_Passage shown_:
[Start of section]

After all, when your mother has more than one mental illness, bipolar disorder being the main, you run a higher risk of having that disorder yourself. However, I am trying to turn a new leaf. In keeping with that spirit, I have compiled a list of five things I’ve learned since becoming a mother, battling mental illness. I have learned…

1. How to speak openly with my children about mental illness. 

I want my girls to grow up knowing as much as possible about all mental illnesses, with an emphasis on bipolar disorder as it can be genetic. But of course, we’re still learning about it. We need more resources and more studies done. How can we expect to get that from future generations if we don’t raise our children to grow up with compassion and empathy for those who battle mental illness?

2. How to speak openly with my children about my mental illness.

I was diagnosed with bipolar disorder after first being treated for postpartum depression. For the first several years of my daughters’ lives, I was afraid to let them see any part of my illness. I wanted to protect them from it for as long as possible, but after hearing my own daughter make stigmatizing remarks, I knew I had to find a way to talk to them about my personal mental health, not just mental health in general.

3. It is OK to admit when I need help.

[End of section]

_The data_:
[Start of section]

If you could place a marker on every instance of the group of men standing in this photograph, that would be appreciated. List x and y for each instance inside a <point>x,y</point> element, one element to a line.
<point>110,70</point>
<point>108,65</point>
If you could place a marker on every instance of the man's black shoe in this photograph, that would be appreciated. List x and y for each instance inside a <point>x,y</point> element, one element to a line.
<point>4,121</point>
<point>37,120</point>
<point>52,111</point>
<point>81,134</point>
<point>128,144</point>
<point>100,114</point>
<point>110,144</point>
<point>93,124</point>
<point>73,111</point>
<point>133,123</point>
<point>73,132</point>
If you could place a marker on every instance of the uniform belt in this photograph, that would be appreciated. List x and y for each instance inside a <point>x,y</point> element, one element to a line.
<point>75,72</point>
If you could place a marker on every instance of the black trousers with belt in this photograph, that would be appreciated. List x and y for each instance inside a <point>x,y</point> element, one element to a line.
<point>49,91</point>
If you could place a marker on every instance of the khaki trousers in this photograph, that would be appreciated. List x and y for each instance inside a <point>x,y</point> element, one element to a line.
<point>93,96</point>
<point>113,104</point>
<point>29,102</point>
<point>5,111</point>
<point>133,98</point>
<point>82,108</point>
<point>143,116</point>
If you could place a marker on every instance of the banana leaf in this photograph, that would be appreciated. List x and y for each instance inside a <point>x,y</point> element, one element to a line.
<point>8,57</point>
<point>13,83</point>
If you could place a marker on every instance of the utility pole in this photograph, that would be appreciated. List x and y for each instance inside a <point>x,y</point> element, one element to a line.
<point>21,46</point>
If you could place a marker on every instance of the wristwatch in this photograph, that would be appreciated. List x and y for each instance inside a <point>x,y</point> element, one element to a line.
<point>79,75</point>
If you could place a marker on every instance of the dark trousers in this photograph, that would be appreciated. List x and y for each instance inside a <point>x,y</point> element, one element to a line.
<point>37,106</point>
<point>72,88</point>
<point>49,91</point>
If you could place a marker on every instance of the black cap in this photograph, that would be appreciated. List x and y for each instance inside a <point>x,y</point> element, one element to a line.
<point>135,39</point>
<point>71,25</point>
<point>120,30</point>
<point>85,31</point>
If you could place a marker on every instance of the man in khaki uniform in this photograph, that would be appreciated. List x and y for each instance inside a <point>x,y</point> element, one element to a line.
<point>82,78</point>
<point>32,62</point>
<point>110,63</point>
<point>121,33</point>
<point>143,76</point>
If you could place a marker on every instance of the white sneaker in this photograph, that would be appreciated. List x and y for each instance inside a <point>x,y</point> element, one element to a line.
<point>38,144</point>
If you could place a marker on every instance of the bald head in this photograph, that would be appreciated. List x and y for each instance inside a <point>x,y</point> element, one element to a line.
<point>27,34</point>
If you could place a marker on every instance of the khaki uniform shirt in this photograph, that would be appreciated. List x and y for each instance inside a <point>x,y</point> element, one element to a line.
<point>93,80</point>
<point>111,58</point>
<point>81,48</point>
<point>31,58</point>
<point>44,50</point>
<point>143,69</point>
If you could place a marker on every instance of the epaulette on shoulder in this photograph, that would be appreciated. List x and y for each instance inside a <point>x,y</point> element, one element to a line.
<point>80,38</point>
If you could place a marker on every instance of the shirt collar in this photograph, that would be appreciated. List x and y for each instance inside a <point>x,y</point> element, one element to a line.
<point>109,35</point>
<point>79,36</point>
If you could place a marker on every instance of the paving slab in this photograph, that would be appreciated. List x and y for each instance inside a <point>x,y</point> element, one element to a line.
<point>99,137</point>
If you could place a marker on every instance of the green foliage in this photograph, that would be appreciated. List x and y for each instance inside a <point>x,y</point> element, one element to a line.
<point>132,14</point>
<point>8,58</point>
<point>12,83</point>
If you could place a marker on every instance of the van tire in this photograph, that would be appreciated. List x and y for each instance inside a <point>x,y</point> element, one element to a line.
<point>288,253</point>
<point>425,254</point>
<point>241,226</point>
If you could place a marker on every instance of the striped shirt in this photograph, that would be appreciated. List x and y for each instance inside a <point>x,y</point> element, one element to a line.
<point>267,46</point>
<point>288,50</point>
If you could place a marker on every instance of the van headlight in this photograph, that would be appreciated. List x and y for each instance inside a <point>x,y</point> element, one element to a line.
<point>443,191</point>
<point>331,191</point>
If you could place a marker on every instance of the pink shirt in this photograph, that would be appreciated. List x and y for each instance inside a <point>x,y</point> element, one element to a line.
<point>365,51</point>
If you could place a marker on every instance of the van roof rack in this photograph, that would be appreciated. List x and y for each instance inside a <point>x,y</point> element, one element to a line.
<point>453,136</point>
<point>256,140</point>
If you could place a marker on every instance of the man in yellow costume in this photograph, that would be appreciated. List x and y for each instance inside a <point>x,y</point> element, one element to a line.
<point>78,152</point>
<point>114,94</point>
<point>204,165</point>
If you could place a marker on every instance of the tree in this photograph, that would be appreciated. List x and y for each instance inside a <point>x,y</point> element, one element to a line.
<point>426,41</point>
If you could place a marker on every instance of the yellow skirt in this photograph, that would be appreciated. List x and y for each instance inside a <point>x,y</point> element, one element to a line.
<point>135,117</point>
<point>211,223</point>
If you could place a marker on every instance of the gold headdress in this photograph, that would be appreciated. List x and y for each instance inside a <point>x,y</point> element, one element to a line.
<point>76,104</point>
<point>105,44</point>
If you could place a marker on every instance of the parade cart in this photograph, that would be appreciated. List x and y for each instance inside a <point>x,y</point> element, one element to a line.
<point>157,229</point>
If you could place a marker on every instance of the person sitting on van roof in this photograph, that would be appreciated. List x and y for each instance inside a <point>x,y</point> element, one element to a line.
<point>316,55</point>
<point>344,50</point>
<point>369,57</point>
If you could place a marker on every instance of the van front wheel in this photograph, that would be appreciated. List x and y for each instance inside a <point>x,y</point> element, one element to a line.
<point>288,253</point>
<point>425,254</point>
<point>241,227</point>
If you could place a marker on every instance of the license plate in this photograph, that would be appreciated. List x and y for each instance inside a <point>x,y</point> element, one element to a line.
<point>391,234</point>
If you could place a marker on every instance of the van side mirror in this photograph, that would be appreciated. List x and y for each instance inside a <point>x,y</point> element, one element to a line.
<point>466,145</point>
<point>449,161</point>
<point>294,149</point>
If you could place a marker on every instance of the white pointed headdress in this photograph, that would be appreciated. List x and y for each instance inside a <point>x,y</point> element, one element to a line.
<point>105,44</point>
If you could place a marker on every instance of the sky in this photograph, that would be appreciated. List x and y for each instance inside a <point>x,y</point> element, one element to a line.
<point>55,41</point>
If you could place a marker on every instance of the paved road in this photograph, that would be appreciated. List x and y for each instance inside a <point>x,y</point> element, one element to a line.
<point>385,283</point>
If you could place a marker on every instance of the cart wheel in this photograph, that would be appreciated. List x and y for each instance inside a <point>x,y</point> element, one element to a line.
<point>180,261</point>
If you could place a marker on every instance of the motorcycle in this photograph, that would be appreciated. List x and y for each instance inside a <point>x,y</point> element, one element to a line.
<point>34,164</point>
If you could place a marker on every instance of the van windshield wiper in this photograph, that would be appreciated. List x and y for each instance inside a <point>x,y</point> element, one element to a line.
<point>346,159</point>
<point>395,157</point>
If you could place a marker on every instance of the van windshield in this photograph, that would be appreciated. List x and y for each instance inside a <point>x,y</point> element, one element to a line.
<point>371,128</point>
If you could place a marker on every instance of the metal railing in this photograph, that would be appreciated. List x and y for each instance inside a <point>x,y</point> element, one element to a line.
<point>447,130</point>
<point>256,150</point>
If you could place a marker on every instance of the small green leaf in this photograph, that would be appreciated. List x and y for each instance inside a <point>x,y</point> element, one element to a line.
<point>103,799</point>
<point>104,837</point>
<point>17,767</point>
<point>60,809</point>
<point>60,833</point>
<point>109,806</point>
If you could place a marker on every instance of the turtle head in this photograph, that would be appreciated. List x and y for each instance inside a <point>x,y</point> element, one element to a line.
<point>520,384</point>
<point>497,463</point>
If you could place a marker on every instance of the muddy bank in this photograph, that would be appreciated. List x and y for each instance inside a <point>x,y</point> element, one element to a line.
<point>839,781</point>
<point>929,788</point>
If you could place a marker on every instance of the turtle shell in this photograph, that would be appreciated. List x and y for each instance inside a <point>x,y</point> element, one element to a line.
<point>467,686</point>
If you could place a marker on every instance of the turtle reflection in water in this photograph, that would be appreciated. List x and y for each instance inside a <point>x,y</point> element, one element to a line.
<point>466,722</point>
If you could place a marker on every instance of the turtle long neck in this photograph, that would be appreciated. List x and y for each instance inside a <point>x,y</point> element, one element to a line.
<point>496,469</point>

[End of section]

_What to do_:
**a)** In the passage on motherhood and mental illness, what was the writer first treated for before the bipolar disorder diagnosis?
**b)** Transcribe everything in the passage on motherhood and mental illness from "I want my girls" down to "about my mental illness.".

_Solutions_:
**a)** Postpartum depression.

**b)**
I want my girls to grow up knowing as much as possible about all mental illnesses, with an emphasis on bipolar disorder as it can be genetic. But of course, we’re still learning about it. We need more resources and more studies done. How can we expect to get that from future generations if we don’t raise our children to grow up with compassion and empathy for those who battle mental illness?

2. How to speak openly with my children about my mental illness.